# [EXTRACT PROVIDED]
======
Then again, the folks Angle beat to win the nomination weren’t exactly world class politicians, either. Establishment pick Sue Lowden — who Tea Party activists in Nevada hated because, as party chairwoman, she had dared to cross Ron Paul during the 2008 presidential primary campaign — was leading for months. Until she collapsed suddenly, after babbling about people bartering chickens for healthcare and drawing legal challenges over a campaign bus. Businessman Danny Tarkanian never managed to get any buzz for his own race, which seemed to be grounded entirely in the fact that his father had coached the UNLV Runnin’ Rebels.

Still, it says a lot that given a choice between Angle and the Republican who endorsed chickens for healthcare, Reid’s team preferred Angle. (And in fact, his statement on the race didn’t even mention his opponent, as he aimed for the high road instead.) Reid’s performance in poll after poll in Nevada has been abysmal, with barely a third of voters approving of the way he does his job. But aides have said for months that the race would sharpen once it settled into a contest between Reid and an actual opponent. And Angle’s record, which didn’t get much exposure during the GOP primary, gives them some good ammunition to work with.

Announcing her campaign last year, Angle told the Reno Gazette-Journal that families with two working parents “dilute” healthcare and retirement benefits. Unlike many politicians in Nevada, she’s fine with the idea of trucking nuclear waste into the state to bury it at Yucca Mountain. In the state Assembly, she once voted against tougher penalties for repeat drunk driving offenders — but also said alcohol should be illegal. She says custodial work is something “Americans just won’t do.”

Besides Reid, some very conservative people were pleased with the results Tuesday, too. Angle’s win is another victory for the Club for Growth, the rabidly anti-tax (and, essentially, anti-government) group that endorsed her, as well as Utah Republican Mike Lee, who knocked off Sen. Bob Bennett last month. The Tea Party Express, an Astroturf group that held a big rally in Reid’s hometown in March, claimed another win, too; they spent millions of dollars supporting Angle, helping her offset Lowden’s stronger fundraising.

National Republicans tried to put a brave face on the news. “With Sharron Angle’s nomination today, I am confident that this seat will be a prime pick-up opportunity for our party in November,” GOP Senate campaign chief John Cornyn, R-Texas, said in a statement. “Sharron Angle has earned Nevada’s trust and respect through her long record of public service as a teacher, school board member, businesswoman, and state assemblywoman.” Michael Steele chimed in, too, with a promise of financial resources for the various GOP candidates in the state.

Angle will need a lot of  financial help against Reid. Last month, Reid reported having $9 million in the bank — compared to Angle’s $138,000. That can pay for a lot of ads about banning booze.

Ever since the Tea Party arrived on the scene last year, Republicans have been happy to ride along with its nutty members and their eccentric ideas. Just about all the energy in the GOP, after all, comes from Tea Party anger. Angle’s win Tuesday, though — and Rand Paul’s, in Kentucky — might represent the flip side of that energy.

Could she still win in the fall? Sure. Very few incumbents recover from political situations like Reid’s. But by nominating the candidate sitting farthest out on the right wing fringe, the GOP base — and especially the Tea Party chunk of it — may have thrown Reid a lifeline.
======
# [DIRECTIVES]
[a] Summarize the article on the Nevada Senate race in two sentences.
[b] Reproduce the article on the Nevada Senate race word for word, between "Ever since the" and "Reid a lifeline.", inclusive.

# [DATASET RECORDS]
======
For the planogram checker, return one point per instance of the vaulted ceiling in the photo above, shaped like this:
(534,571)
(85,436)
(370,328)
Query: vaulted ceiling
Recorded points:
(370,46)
======
# [FULL ANSWERS]
[a] Angle won the Republican nomination over weak rivals, and Reid's team preferred her because her record, including her saying alcohol should be illegal and accepting nuclear waste at Yucca Mountain, gives them good ammunition. The Club for Growth and the Tea Party Express claimed the win, and national Republicans voiced confidence, but Reid reported $9 million in the bank to Angle's $138,000, and the article says the GOP base may have thrown Reid a lifeline.

[b]
Ever since the Tea Party arrived on the scene last year, Republicans have been happy to ride along with its nutty members and their eccentric ideas. Just about all the energy in the GOP, after all, comes from Tea Party anger. Angle’s win Tuesday, though — and Rand Paul’s, in Kentucky — might represent the flip side of that energy.

Could she still win in the fall? Sure. Very few incumbents recover from political situations like Reid’s. But by nominating the candidate sitting farthest out on the right wing fringe, the GOP base — and especially the Tea Party chunk of it — may have thrown Reid a lifeline.